Data entries:
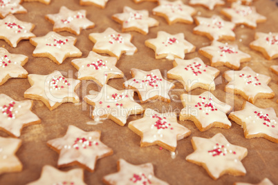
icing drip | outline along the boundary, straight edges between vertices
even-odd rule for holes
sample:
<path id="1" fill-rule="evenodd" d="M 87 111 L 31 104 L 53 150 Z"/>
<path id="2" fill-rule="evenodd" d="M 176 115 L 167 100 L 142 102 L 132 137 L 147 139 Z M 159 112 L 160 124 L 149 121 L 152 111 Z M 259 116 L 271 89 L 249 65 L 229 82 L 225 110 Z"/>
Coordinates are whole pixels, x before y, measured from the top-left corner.
<path id="1" fill-rule="evenodd" d="M 84 15 L 81 12 L 77 12 L 77 14 L 74 15 L 73 17 L 70 16 L 66 19 L 61 19 L 61 21 L 64 24 L 67 24 L 74 19 L 82 19 L 84 17 Z"/>
<path id="2" fill-rule="evenodd" d="M 270 119 L 268 114 L 263 114 L 261 111 L 254 111 L 254 113 L 255 114 L 254 117 L 257 118 L 257 119 L 260 120 L 261 124 L 267 127 L 271 126 L 272 128 L 275 128 L 275 125 L 276 125 L 277 122 L 275 121 L 275 119 Z M 245 119 L 248 119 L 248 117 L 247 117 Z M 255 121 L 253 121 L 253 123 L 255 122 Z"/>
<path id="3" fill-rule="evenodd" d="M 158 78 L 156 75 L 154 75 L 153 72 L 151 72 L 149 75 L 147 75 L 146 76 L 144 77 L 144 78 L 145 79 L 145 80 L 133 79 L 133 81 L 136 82 L 136 84 L 138 84 L 140 81 L 140 88 L 142 87 L 142 84 L 144 84 L 145 86 L 149 86 L 156 88 L 158 88 L 158 86 L 160 84 L 158 81 L 162 81 L 162 79 Z"/>
<path id="4" fill-rule="evenodd" d="M 232 150 L 228 150 L 228 147 L 230 146 L 230 144 L 226 144 L 226 147 L 224 145 L 220 145 L 219 144 L 216 143 L 216 145 L 214 146 L 213 150 L 208 150 L 207 152 L 212 155 L 212 157 L 216 157 L 219 155 L 225 156 L 228 153 L 236 155 L 237 153 Z M 236 159 L 235 159 L 236 160 Z M 237 162 L 237 161 L 235 161 Z"/>
<path id="5" fill-rule="evenodd" d="M 259 75 L 259 74 L 257 74 Z M 252 77 L 251 75 L 246 75 L 245 74 L 240 74 L 239 77 L 242 77 L 245 81 L 246 85 L 248 84 L 252 84 L 254 86 L 261 86 L 261 84 L 259 82 L 259 79 L 257 77 Z"/>
<path id="6" fill-rule="evenodd" d="M 200 99 L 202 99 L 202 101 L 199 101 L 197 104 L 195 105 L 195 107 L 198 108 L 200 110 L 203 110 L 203 113 L 205 113 L 206 115 L 208 115 L 210 112 L 211 111 L 217 111 L 218 109 L 214 106 L 214 103 L 212 101 L 212 98 L 210 97 L 208 100 L 206 100 L 205 97 L 203 97 L 201 96 L 199 97 Z"/>
<path id="7" fill-rule="evenodd" d="M 202 70 L 203 72 L 207 71 L 205 69 L 200 70 L 200 69 L 202 68 L 203 66 L 198 62 L 194 61 L 193 64 L 194 64 L 194 65 L 192 65 L 192 64 L 187 65 L 186 66 L 186 68 L 185 68 L 185 70 L 191 70 L 192 71 L 193 74 L 196 76 L 198 76 L 199 74 L 202 74 Z M 207 66 L 205 65 L 205 67 L 207 68 Z"/>
<path id="8" fill-rule="evenodd" d="M 109 39 L 109 43 L 113 44 L 115 42 L 117 43 L 123 43 L 124 40 L 122 39 L 122 37 L 120 35 L 120 34 L 118 34 L 118 36 L 115 36 L 115 34 L 109 35 L 108 37 L 111 37 L 111 39 Z"/>
<path id="9" fill-rule="evenodd" d="M 151 177 L 151 175 L 149 175 L 149 176 Z M 140 174 L 133 173 L 133 176 L 132 178 L 130 178 L 129 180 L 136 184 L 151 184 L 151 182 L 146 177 L 146 175 L 142 173 Z"/>

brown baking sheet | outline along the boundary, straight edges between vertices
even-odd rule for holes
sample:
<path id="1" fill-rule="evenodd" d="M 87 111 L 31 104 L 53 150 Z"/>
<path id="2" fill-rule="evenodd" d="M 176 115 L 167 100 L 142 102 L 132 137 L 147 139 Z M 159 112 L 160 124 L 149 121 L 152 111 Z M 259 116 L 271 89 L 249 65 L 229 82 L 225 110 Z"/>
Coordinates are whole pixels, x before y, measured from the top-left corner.
<path id="1" fill-rule="evenodd" d="M 183 1 L 187 3 L 189 1 Z M 93 43 L 89 39 L 91 32 L 103 32 L 106 28 L 111 27 L 116 31 L 121 31 L 121 26 L 111 19 L 111 16 L 118 12 L 122 12 L 124 6 L 132 8 L 141 10 L 147 9 L 150 12 L 157 6 L 152 2 L 143 2 L 136 4 L 131 0 L 110 0 L 105 9 L 100 9 L 95 6 L 80 6 L 79 0 L 52 0 L 49 6 L 40 3 L 24 3 L 22 4 L 28 10 L 28 14 L 16 14 L 16 17 L 22 21 L 29 21 L 36 25 L 33 33 L 37 37 L 44 36 L 52 30 L 53 25 L 44 19 L 44 15 L 48 13 L 57 13 L 62 6 L 66 6 L 71 10 L 84 9 L 87 11 L 87 18 L 93 21 L 96 26 L 93 29 L 82 30 L 80 35 L 77 36 L 76 46 L 82 52 L 82 57 L 86 57 L 91 50 Z M 246 27 L 237 27 L 234 32 L 237 37 L 234 43 L 239 44 L 239 48 L 252 55 L 252 60 L 249 63 L 242 64 L 241 68 L 248 66 L 255 72 L 269 75 L 272 80 L 269 86 L 275 92 L 275 97 L 272 99 L 257 100 L 255 105 L 261 108 L 272 107 L 278 113 L 278 104 L 276 103 L 278 94 L 278 77 L 269 70 L 271 65 L 278 65 L 278 59 L 268 61 L 263 55 L 252 50 L 249 43 L 253 40 L 256 31 L 277 32 L 278 31 L 278 8 L 275 3 L 270 0 L 258 0 L 254 3 L 258 12 L 266 16 L 268 20 L 264 23 L 259 23 L 255 30 Z M 225 6 L 230 6 L 227 3 Z M 214 14 L 219 14 L 222 7 L 217 7 L 213 11 L 207 10 L 201 7 L 196 7 L 201 16 L 210 17 Z M 187 25 L 175 23 L 169 26 L 165 20 L 160 17 L 151 15 L 159 21 L 160 26 L 149 29 L 147 35 L 142 35 L 136 32 L 131 32 L 133 35 L 132 43 L 138 48 L 138 52 L 133 56 L 123 55 L 117 64 L 119 68 L 129 79 L 131 78 L 129 73 L 131 68 L 150 70 L 156 68 L 160 70 L 163 75 L 166 76 L 167 71 L 172 68 L 172 61 L 167 59 L 155 59 L 152 50 L 145 46 L 144 42 L 149 38 L 156 37 L 158 30 L 164 30 L 170 34 L 183 32 L 185 39 L 196 46 L 196 50 L 201 47 L 210 45 L 210 41 L 204 37 L 192 34 L 195 24 Z M 221 15 L 222 17 L 223 17 Z M 224 19 L 227 20 L 225 18 Z M 62 32 L 62 35 L 75 35 Z M 241 41 L 242 40 L 242 41 Z M 72 58 L 66 59 L 62 65 L 57 65 L 48 59 L 35 58 L 32 57 L 35 48 L 28 41 L 21 41 L 16 48 L 10 47 L 5 41 L 0 41 L 0 46 L 12 53 L 24 54 L 29 57 L 24 68 L 29 74 L 47 75 L 53 70 L 58 70 L 68 72 L 66 77 L 76 77 L 77 70 L 71 65 Z M 195 52 L 186 55 L 185 59 L 192 59 L 195 57 L 201 57 L 205 64 L 209 64 L 209 60 Z M 234 110 L 241 108 L 243 99 L 238 95 L 226 94 L 223 90 L 227 82 L 221 77 L 223 72 L 230 70 L 226 67 L 218 67 L 221 70 L 219 77 L 216 79 L 216 90 L 212 93 L 221 101 L 226 101 L 234 108 Z M 111 79 L 108 84 L 118 89 L 122 89 L 123 79 Z M 30 87 L 26 79 L 10 79 L 0 86 L 0 93 L 4 93 L 16 100 L 23 100 L 24 92 Z M 100 90 L 100 88 L 93 81 L 83 81 L 77 89 L 77 93 L 82 99 L 91 90 Z M 199 95 L 204 90 L 196 89 L 190 93 Z M 178 101 L 180 95 L 185 91 L 180 83 L 176 83 L 176 88 L 170 92 L 173 98 L 171 103 L 160 101 L 143 104 L 145 108 L 156 108 L 160 112 L 176 111 L 178 113 L 183 106 Z M 138 99 L 137 95 L 136 99 Z M 88 184 L 102 184 L 102 178 L 104 175 L 116 171 L 116 162 L 123 158 L 134 164 L 151 162 L 154 165 L 156 175 L 170 184 L 232 184 L 235 182 L 245 182 L 258 183 L 264 177 L 269 178 L 275 184 L 278 183 L 278 144 L 272 143 L 265 139 L 244 138 L 243 129 L 239 125 L 232 122 L 231 128 L 228 130 L 221 128 L 210 128 L 205 133 L 200 132 L 193 122 L 189 121 L 178 121 L 182 125 L 192 130 L 192 135 L 178 142 L 176 150 L 178 155 L 175 159 L 171 157 L 170 153 L 165 149 L 159 150 L 159 146 L 154 146 L 147 148 L 139 146 L 140 138 L 127 128 L 127 124 L 122 127 L 110 119 L 106 119 L 102 124 L 95 126 L 86 124 L 92 121 L 90 117 L 90 107 L 84 102 L 82 104 L 64 104 L 57 109 L 50 111 L 46 106 L 39 101 L 34 101 L 33 111 L 41 119 L 41 124 L 24 128 L 22 130 L 22 146 L 17 153 L 17 155 L 23 164 L 23 171 L 21 173 L 6 173 L 0 175 L 0 184 L 26 184 L 26 183 L 37 179 L 44 165 L 57 165 L 58 154 L 46 146 L 46 142 L 53 138 L 62 137 L 66 131 L 68 126 L 75 125 L 86 131 L 100 130 L 102 131 L 102 141 L 113 148 L 114 154 L 111 156 L 98 160 L 94 173 L 84 172 L 84 181 Z M 131 116 L 128 122 L 142 117 L 142 115 Z M 185 157 L 193 152 L 190 143 L 192 136 L 211 137 L 217 133 L 223 133 L 230 142 L 233 144 L 245 147 L 248 150 L 248 155 L 242 161 L 246 168 L 247 174 L 243 177 L 234 177 L 225 175 L 217 180 L 211 179 L 206 171 L 201 166 L 185 161 Z M 0 135 L 8 137 L 3 132 Z M 73 168 L 76 168 L 74 166 Z M 62 168 L 68 170 L 73 168 Z"/>

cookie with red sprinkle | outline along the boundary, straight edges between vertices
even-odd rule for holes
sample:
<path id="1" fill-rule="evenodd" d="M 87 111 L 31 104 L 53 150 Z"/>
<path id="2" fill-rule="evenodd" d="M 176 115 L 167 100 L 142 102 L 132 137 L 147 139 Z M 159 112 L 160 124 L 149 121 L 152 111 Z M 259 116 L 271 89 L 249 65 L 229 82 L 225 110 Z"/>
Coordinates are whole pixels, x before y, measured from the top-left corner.
<path id="1" fill-rule="evenodd" d="M 63 6 L 59 13 L 48 14 L 45 18 L 54 24 L 53 31 L 67 31 L 79 35 L 82 29 L 95 27 L 95 23 L 86 18 L 86 14 L 84 10 L 73 11 Z"/>
<path id="2" fill-rule="evenodd" d="M 226 114 L 231 111 L 232 106 L 221 101 L 209 91 L 200 95 L 183 94 L 180 99 L 184 106 L 180 113 L 180 121 L 192 121 L 201 132 L 212 127 L 231 127 Z"/>
<path id="3" fill-rule="evenodd" d="M 159 113 L 145 110 L 144 117 L 130 121 L 129 128 L 141 137 L 141 147 L 158 145 L 174 152 L 177 141 L 188 137 L 191 131 L 179 124 L 174 113 Z"/>
<path id="4" fill-rule="evenodd" d="M 256 32 L 251 49 L 261 52 L 268 60 L 278 58 L 278 32 Z"/>
<path id="5" fill-rule="evenodd" d="M 248 66 L 238 71 L 226 71 L 223 76 L 229 81 L 225 87 L 225 92 L 239 95 L 252 104 L 257 98 L 272 98 L 275 96 L 273 90 L 268 86 L 271 78 L 255 72 Z"/>
<path id="6" fill-rule="evenodd" d="M 117 173 L 103 177 L 102 181 L 105 184 L 169 184 L 154 176 L 154 166 L 151 163 L 133 165 L 120 159 L 117 166 Z"/>
<path id="7" fill-rule="evenodd" d="M 100 131 L 85 132 L 73 125 L 64 137 L 49 140 L 47 145 L 59 153 L 58 168 L 77 165 L 93 172 L 98 159 L 113 154 L 100 142 Z"/>
<path id="8" fill-rule="evenodd" d="M 0 130 L 19 137 L 24 127 L 40 124 L 41 119 L 31 111 L 32 106 L 32 100 L 15 101 L 0 94 Z"/>
<path id="9" fill-rule="evenodd" d="M 27 56 L 12 54 L 0 48 L 0 86 L 10 78 L 27 78 L 28 73 L 22 67 L 27 61 Z"/>
<path id="10" fill-rule="evenodd" d="M 278 117 L 272 108 L 261 108 L 245 101 L 241 110 L 231 113 L 229 118 L 241 126 L 245 138 L 263 137 L 278 143 Z"/>
<path id="11" fill-rule="evenodd" d="M 68 171 L 62 171 L 55 168 L 45 165 L 42 168 L 39 179 L 30 182 L 27 185 L 86 185 L 84 182 L 84 171 L 76 168 Z"/>
<path id="12" fill-rule="evenodd" d="M 194 152 L 186 160 L 203 166 L 212 179 L 224 174 L 246 174 L 241 160 L 247 155 L 247 148 L 230 144 L 221 133 L 210 139 L 193 137 L 191 142 Z"/>

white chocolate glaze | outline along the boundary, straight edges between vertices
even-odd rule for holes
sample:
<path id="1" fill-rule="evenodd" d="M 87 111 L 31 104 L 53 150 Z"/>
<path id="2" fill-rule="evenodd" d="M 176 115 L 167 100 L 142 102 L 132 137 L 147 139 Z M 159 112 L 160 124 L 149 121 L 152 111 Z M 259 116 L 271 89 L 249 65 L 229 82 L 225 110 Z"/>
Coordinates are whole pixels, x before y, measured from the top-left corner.
<path id="1" fill-rule="evenodd" d="M 85 132 L 70 125 L 64 137 L 49 140 L 47 144 L 59 151 L 58 166 L 77 162 L 93 171 L 97 159 L 113 153 L 100 139 L 100 131 Z"/>
<path id="2" fill-rule="evenodd" d="M 243 110 L 230 115 L 241 120 L 245 137 L 261 133 L 278 139 L 278 118 L 272 108 L 261 108 L 245 101 Z"/>
<path id="3" fill-rule="evenodd" d="M 13 136 L 19 137 L 23 127 L 38 121 L 39 118 L 31 112 L 33 101 L 15 101 L 0 94 L 0 127 Z"/>
<path id="4" fill-rule="evenodd" d="M 232 22 L 236 24 L 246 24 L 257 27 L 257 21 L 266 21 L 266 17 L 258 14 L 254 6 L 243 6 L 238 3 L 232 4 L 231 8 L 223 8 L 225 14 L 231 17 Z"/>
<path id="5" fill-rule="evenodd" d="M 185 58 L 185 53 L 195 50 L 195 46 L 185 39 L 183 33 L 171 35 L 158 31 L 156 39 L 146 41 L 156 47 L 156 55 L 167 55 L 166 59 L 173 60 L 174 57 Z"/>
<path id="6" fill-rule="evenodd" d="M 246 173 L 241 161 L 247 155 L 247 149 L 231 144 L 221 133 L 210 139 L 193 137 L 192 142 L 196 148 L 186 160 L 201 163 L 214 179 L 231 171 Z"/>
<path id="7" fill-rule="evenodd" d="M 237 44 L 223 43 L 216 41 L 213 41 L 210 46 L 200 48 L 200 50 L 212 56 L 211 58 L 212 66 L 221 61 L 230 64 L 239 68 L 242 59 L 251 58 L 248 54 L 239 50 Z"/>
<path id="8" fill-rule="evenodd" d="M 196 13 L 194 8 L 185 5 L 180 0 L 174 1 L 160 0 L 158 2 L 159 6 L 153 9 L 154 14 L 157 13 L 165 14 L 170 22 L 182 19 L 193 23 L 192 16 Z"/>
<path id="9" fill-rule="evenodd" d="M 206 128 L 214 122 L 231 126 L 232 124 L 226 114 L 231 110 L 232 106 L 221 101 L 209 91 L 200 95 L 183 94 L 181 99 L 185 108 L 181 110 L 180 115 L 194 116 L 201 123 L 202 128 Z"/>
<path id="10" fill-rule="evenodd" d="M 102 51 L 109 50 L 118 59 L 122 52 L 127 55 L 133 55 L 137 51 L 136 47 L 131 43 L 131 35 L 120 33 L 111 28 L 108 28 L 102 33 L 91 33 L 89 38 L 91 40 L 93 38 L 95 41 L 93 50 L 94 49 Z"/>
<path id="11" fill-rule="evenodd" d="M 79 79 L 90 78 L 102 86 L 115 76 L 124 77 L 124 73 L 115 66 L 116 57 L 104 57 L 93 51 L 86 58 L 73 59 L 71 63 L 77 67 Z"/>
<path id="12" fill-rule="evenodd" d="M 255 40 L 250 45 L 263 48 L 270 57 L 278 55 L 278 32 L 257 32 L 255 33 Z"/>
<path id="13" fill-rule="evenodd" d="M 130 121 L 129 126 L 142 133 L 141 144 L 160 142 L 175 148 L 177 141 L 187 137 L 191 133 L 178 123 L 176 113 L 161 114 L 150 108 L 145 110 L 143 118 Z"/>
<path id="14" fill-rule="evenodd" d="M 27 13 L 25 9 L 19 3 L 21 0 L 1 0 L 0 1 L 0 14 L 5 17 L 9 14 Z"/>
<path id="15" fill-rule="evenodd" d="M 9 40 L 12 46 L 16 48 L 19 41 L 35 37 L 30 32 L 34 26 L 31 23 L 21 21 L 14 15 L 9 14 L 0 20 L 0 36 Z"/>
<path id="16" fill-rule="evenodd" d="M 81 51 L 74 46 L 76 38 L 64 37 L 55 32 L 49 32 L 44 37 L 32 38 L 32 41 L 36 43 L 36 48 L 33 54 L 50 55 L 62 64 L 66 57 L 80 54 Z"/>
<path id="17" fill-rule="evenodd" d="M 39 179 L 27 185 L 86 185 L 83 179 L 84 172 L 81 168 L 62 171 L 51 166 L 45 165 L 42 168 Z"/>
<path id="18" fill-rule="evenodd" d="M 273 183 L 271 182 L 270 179 L 268 178 L 264 178 L 258 184 L 250 184 L 250 183 L 245 183 L 245 182 L 236 182 L 234 185 L 274 185 Z"/>
<path id="19" fill-rule="evenodd" d="M 213 15 L 211 18 L 197 17 L 196 19 L 198 25 L 194 28 L 194 30 L 207 32 L 214 40 L 219 40 L 223 37 L 235 37 L 232 31 L 235 24 L 223 20 L 218 15 Z"/>
<path id="20" fill-rule="evenodd" d="M 68 28 L 77 35 L 80 34 L 81 29 L 95 26 L 94 23 L 86 18 L 84 10 L 72 11 L 65 6 L 62 6 L 59 13 L 48 14 L 46 17 L 55 22 L 53 29 Z"/>
<path id="21" fill-rule="evenodd" d="M 48 101 L 50 106 L 56 103 L 79 102 L 78 95 L 75 92 L 80 80 L 65 78 L 59 71 L 54 71 L 47 75 L 31 74 L 28 76 L 29 82 L 33 81 L 31 87 L 25 91 L 24 95 L 38 96 Z"/>
<path id="22" fill-rule="evenodd" d="M 248 66 L 238 71 L 226 71 L 225 76 L 230 79 L 225 77 L 229 81 L 225 88 L 243 91 L 248 97 L 248 101 L 259 93 L 273 92 L 273 90 L 268 86 L 270 77 L 257 73 Z"/>
<path id="23" fill-rule="evenodd" d="M 11 54 L 6 49 L 0 48 L 0 84 L 7 76 L 18 78 L 28 75 L 22 67 L 28 57 L 23 55 Z"/>
<path id="24" fill-rule="evenodd" d="M 136 89 L 142 101 L 147 101 L 154 97 L 170 99 L 168 93 L 174 85 L 165 80 L 158 69 L 144 71 L 132 68 L 131 72 L 133 78 L 125 81 L 124 86 Z"/>
<path id="25" fill-rule="evenodd" d="M 118 172 L 107 175 L 104 180 L 109 184 L 114 185 L 167 185 L 168 183 L 154 176 L 154 166 L 151 163 L 133 165 L 122 159 L 118 161 Z"/>
<path id="26" fill-rule="evenodd" d="M 19 139 L 0 137 L 0 175 L 6 172 L 18 171 L 19 168 L 22 168 L 21 162 L 15 156 L 15 153 L 21 145 L 21 140 Z M 13 168 L 17 170 L 12 170 Z"/>
<path id="27" fill-rule="evenodd" d="M 123 13 L 115 14 L 112 17 L 122 22 L 122 28 L 137 28 L 145 33 L 149 32 L 149 27 L 158 26 L 159 22 L 149 17 L 146 10 L 136 10 L 128 6 L 124 7 Z"/>
<path id="28" fill-rule="evenodd" d="M 167 72 L 167 77 L 172 78 L 169 75 L 177 77 L 172 79 L 180 81 L 186 91 L 190 91 L 197 84 L 207 85 L 210 89 L 215 89 L 214 80 L 219 70 L 205 65 L 200 58 L 189 60 L 176 58 L 173 64 L 174 68 Z"/>
<path id="29" fill-rule="evenodd" d="M 93 117 L 112 117 L 111 119 L 116 119 L 120 122 L 120 125 L 124 126 L 129 115 L 140 114 L 144 110 L 134 101 L 133 90 L 118 90 L 104 84 L 100 92 L 93 92 L 94 95 L 84 97 L 86 103 L 94 105 Z"/>
<path id="30" fill-rule="evenodd" d="M 216 5 L 225 5 L 225 1 L 222 0 L 190 0 L 189 4 L 203 5 L 212 10 Z"/>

WHAT IS NEEDED =>
Repeat everything from the start of the records down through the line that contains "84 15 L 81 12", both ends included, leaving the pictures out of the answer.

EXERCISE ANSWER =>
icing drip | outline along the boundary, straight edges between vertices
even-odd rule for holes
sample:
<path id="1" fill-rule="evenodd" d="M 87 111 L 31 104 L 53 150 Z"/>
<path id="2" fill-rule="evenodd" d="M 176 115 L 167 100 L 142 102 L 132 137 L 147 139 Z M 159 112 L 160 124 L 149 121 L 152 111 Z M 259 116 L 271 89 L 249 65 L 229 82 L 225 110 Z"/>
Coordinates are whole pixels, x before y, measured from the top-left corner.
<path id="1" fill-rule="evenodd" d="M 84 15 L 81 12 L 77 12 L 77 14 L 74 15 L 73 17 L 70 16 L 66 19 L 61 19 L 61 21 L 64 24 L 67 24 L 74 19 L 82 19 L 84 17 Z"/>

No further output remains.